**Texto citado:**
Que balanço faz dos 100 dias do Governo?
Sempre achei que eram golpes de propaganda para todos os Governos, uma coisa inventada por Frankelin Roosevelt em 1933. Na verdade, julgamos as intenções de qualquer Governo, em que podemos classificar umas como boas e outras não tão boas, mas é possível ver a execução de algumas das propostas que foram sendo avançadas. O que podemos dizer sobre os 100 dias? É um Governo que quer marcar uma grande diferença relativamente à descoordenação, barafunda que havia no Governo de António Costa, quer também marcar diferença entre as propostas, os power points e depois a sua execução. Ao mesmo tempo, quer também corrigir problemas que são imputados ao Governo anterior, alguns ao nível das medidas que foram feitas como, por exemplo, o arrendamento forçado no programa Mais Habitação ou outros problemas mais genéricos, como o colapso dos serviços de saúde, o SNS. Há esta estratégia do Governo de se diferenciar em relação ao anterior. Agora ainda é muito cedo para dizer se vai ser bem sucedido.

**Objetivo:** Diga se cada afirmação está de acordo com o texto citado, respondendo sim ou não e transcrevendo as palavras exatas do texto que o decidem: (a) o Governo pretende corrigir problemas atribuídos ao Governo anterior; (b) o texto afirma que o Governo já foi bem-sucedido; (c) o arrendamento forçado surge como medida do programa Mais Habitação. As linhas não têm qualquer papel neste exercício.

**Dados fornecidos:**
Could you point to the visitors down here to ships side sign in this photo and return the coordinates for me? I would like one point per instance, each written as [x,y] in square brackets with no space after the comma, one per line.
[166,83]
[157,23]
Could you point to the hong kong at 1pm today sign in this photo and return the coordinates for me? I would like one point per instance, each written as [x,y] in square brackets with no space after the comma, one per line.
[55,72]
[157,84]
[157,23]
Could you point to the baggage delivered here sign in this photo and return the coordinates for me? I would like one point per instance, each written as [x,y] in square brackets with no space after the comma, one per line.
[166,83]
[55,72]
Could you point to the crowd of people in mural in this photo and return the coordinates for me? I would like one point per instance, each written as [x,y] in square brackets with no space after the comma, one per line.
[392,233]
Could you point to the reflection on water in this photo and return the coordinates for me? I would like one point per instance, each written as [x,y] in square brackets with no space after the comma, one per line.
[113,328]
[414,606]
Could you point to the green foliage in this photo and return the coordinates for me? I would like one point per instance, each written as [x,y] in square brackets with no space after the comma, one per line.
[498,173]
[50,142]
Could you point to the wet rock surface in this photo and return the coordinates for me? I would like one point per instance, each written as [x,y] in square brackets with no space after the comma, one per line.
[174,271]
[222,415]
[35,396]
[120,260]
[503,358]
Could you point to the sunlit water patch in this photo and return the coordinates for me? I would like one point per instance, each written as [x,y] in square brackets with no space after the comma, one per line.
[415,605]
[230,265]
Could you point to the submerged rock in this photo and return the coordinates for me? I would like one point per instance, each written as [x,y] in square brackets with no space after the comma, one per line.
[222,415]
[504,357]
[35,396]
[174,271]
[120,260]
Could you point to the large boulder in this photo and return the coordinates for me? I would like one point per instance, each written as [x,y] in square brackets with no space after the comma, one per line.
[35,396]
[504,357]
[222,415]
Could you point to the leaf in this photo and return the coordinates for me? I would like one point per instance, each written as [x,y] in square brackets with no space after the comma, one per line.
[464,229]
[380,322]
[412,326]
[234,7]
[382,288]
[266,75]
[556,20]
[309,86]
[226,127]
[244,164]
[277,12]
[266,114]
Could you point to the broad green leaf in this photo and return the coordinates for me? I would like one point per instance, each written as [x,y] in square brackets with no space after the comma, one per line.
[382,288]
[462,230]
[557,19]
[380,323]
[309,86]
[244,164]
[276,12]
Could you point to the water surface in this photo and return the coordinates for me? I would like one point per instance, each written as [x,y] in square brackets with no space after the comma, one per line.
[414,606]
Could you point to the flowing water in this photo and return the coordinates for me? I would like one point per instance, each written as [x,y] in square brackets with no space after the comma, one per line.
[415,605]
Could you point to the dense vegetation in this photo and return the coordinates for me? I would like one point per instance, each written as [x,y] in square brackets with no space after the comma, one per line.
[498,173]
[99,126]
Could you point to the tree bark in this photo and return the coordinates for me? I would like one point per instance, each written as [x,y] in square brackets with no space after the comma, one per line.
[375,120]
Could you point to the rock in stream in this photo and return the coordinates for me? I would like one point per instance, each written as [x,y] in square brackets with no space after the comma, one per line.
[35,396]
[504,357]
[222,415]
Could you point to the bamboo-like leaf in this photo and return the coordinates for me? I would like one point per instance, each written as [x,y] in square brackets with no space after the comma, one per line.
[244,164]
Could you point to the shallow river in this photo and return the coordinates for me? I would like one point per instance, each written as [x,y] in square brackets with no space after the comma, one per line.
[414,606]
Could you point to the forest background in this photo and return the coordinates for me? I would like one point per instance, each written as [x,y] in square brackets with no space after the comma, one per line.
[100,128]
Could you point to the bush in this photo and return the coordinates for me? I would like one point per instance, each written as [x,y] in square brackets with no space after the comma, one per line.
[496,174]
==
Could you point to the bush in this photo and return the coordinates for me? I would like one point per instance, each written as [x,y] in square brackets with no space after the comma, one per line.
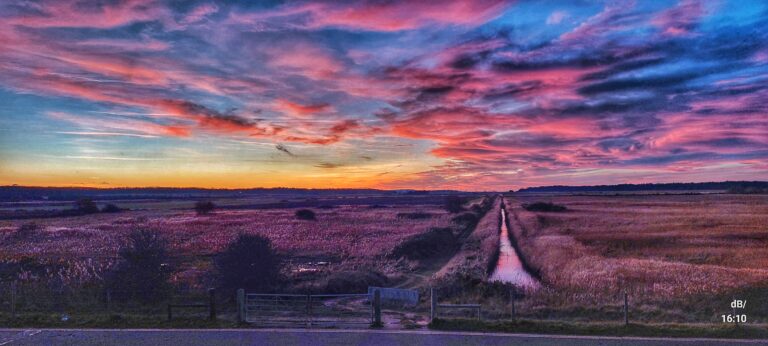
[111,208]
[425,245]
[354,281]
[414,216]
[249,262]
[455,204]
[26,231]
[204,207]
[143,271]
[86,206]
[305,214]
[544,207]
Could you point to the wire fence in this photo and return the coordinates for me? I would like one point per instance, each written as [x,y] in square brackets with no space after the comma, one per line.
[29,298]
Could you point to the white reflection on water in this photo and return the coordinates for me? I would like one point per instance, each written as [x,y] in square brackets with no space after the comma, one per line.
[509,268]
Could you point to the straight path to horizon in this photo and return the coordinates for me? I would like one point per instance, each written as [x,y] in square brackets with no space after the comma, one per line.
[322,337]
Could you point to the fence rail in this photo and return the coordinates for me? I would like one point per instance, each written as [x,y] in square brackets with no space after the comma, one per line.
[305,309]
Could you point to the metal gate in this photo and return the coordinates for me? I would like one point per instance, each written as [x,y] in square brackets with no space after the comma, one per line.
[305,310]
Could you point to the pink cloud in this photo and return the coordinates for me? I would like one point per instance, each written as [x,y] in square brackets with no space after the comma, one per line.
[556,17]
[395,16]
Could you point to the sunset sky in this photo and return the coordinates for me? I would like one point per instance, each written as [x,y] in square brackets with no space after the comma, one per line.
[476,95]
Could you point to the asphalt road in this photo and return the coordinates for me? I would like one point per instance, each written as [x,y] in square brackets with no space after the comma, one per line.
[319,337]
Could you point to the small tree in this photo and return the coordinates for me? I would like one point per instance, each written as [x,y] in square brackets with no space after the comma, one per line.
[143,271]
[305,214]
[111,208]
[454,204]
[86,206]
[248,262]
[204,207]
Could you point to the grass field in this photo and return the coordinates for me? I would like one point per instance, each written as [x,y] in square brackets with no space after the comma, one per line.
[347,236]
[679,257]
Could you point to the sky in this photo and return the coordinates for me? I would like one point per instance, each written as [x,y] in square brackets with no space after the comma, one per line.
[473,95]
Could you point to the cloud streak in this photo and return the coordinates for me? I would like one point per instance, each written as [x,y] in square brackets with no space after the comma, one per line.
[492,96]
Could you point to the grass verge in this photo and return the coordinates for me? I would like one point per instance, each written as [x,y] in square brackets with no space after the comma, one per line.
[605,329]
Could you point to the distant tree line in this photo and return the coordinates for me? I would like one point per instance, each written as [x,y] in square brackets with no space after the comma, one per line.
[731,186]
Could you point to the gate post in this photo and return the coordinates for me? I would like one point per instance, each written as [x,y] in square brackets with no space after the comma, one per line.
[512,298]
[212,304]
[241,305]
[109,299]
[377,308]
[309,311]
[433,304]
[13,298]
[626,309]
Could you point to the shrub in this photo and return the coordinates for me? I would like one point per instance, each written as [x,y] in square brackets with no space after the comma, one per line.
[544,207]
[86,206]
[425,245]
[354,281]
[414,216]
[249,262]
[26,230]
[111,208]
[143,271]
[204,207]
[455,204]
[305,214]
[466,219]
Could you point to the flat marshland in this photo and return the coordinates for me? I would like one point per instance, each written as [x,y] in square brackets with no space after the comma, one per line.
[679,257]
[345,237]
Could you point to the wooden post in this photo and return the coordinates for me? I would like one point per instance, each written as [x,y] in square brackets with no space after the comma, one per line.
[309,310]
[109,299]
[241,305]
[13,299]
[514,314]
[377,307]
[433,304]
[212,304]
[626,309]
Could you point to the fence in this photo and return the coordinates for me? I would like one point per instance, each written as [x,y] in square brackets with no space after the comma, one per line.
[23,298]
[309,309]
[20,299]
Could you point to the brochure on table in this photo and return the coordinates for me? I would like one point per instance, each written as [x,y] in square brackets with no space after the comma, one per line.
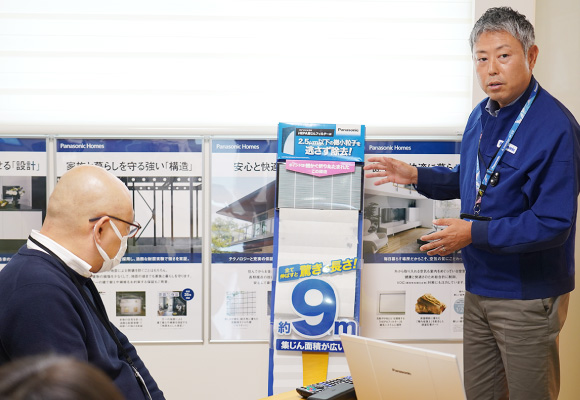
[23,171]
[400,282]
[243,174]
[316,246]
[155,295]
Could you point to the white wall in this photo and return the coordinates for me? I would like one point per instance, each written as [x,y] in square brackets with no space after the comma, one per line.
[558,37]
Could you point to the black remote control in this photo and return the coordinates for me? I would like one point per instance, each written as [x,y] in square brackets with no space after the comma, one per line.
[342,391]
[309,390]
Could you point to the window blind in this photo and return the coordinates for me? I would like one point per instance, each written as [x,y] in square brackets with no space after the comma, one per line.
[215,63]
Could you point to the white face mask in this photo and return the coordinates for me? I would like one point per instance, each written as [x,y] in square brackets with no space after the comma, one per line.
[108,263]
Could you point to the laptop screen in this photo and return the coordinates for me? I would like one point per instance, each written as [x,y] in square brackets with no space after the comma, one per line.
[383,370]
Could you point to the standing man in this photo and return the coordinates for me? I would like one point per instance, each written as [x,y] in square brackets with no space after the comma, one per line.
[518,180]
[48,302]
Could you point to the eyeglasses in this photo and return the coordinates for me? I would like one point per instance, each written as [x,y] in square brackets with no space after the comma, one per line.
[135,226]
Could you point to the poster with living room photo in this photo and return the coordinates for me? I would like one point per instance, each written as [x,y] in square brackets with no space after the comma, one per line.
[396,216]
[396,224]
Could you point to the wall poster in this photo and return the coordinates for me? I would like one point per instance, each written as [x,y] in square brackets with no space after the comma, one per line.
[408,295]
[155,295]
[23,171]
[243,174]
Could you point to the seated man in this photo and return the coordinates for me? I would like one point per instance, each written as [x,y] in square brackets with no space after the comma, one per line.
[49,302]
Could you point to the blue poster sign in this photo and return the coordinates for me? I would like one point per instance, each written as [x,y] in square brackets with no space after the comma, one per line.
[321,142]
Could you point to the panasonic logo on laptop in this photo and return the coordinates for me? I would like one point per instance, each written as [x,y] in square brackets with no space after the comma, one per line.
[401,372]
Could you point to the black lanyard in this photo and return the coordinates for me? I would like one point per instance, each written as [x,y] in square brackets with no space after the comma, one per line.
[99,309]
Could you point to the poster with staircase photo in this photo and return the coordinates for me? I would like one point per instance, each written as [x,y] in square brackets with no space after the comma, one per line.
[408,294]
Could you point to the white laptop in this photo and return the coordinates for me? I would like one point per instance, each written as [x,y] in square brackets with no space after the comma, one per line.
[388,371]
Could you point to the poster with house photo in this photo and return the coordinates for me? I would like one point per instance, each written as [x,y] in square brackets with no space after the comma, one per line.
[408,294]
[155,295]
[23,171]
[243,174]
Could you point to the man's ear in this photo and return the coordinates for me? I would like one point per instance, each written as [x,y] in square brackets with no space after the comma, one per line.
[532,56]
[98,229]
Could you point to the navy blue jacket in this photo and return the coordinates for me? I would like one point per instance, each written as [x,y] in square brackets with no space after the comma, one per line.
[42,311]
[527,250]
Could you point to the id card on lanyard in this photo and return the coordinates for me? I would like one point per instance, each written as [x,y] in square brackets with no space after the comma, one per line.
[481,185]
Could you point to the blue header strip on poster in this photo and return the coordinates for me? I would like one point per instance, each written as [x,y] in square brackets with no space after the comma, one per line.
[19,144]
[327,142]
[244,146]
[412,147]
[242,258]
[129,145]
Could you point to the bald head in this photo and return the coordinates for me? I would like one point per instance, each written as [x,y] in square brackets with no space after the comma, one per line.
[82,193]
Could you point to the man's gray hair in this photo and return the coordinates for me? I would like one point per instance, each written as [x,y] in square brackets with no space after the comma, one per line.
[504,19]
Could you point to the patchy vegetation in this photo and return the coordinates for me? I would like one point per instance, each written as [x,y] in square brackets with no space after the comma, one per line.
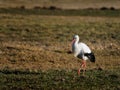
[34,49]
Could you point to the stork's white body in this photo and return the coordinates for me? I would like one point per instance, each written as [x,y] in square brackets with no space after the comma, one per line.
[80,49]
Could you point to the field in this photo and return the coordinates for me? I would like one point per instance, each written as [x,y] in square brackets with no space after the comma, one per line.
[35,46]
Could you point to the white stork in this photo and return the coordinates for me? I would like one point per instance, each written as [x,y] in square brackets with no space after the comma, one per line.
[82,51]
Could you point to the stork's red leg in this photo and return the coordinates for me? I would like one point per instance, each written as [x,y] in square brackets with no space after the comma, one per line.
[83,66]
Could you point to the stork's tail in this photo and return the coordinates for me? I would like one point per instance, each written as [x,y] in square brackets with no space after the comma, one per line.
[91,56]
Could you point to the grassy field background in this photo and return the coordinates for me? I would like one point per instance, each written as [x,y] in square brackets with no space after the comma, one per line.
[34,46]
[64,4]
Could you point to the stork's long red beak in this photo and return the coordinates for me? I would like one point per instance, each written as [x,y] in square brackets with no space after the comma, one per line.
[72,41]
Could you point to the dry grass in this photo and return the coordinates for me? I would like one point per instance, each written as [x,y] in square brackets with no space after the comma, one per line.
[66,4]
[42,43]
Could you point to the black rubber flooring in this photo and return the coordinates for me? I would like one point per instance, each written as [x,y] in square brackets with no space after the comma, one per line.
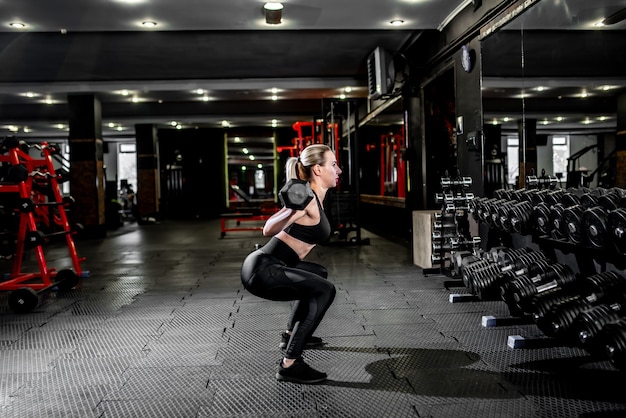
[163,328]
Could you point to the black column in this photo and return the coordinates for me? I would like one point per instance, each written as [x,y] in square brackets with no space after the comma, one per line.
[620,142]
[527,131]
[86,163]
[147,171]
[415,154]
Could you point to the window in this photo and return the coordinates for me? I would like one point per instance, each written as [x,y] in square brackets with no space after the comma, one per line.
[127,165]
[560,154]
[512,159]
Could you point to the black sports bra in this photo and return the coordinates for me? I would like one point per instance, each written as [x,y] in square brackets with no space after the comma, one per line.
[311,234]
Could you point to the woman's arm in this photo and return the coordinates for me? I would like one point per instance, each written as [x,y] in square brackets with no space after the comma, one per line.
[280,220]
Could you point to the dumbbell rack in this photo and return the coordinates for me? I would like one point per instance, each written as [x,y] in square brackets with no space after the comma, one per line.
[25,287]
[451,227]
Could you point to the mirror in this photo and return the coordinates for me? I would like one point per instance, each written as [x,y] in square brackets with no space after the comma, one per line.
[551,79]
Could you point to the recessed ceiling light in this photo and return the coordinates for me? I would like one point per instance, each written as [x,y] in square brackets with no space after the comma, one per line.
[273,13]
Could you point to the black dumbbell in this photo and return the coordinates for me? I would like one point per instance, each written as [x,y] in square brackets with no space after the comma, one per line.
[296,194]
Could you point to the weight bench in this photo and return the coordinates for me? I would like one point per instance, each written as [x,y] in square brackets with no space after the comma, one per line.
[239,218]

**Resposta completa:**
(a) Sim: "quer também corrigir problemas que são imputados ao Governo anterior".
(b) Não: "Agora ainda é muito cedo para dizer se vai ser bem sucedido."
(c) Sim: "o arrendamento forçado no programa Mais Habitação".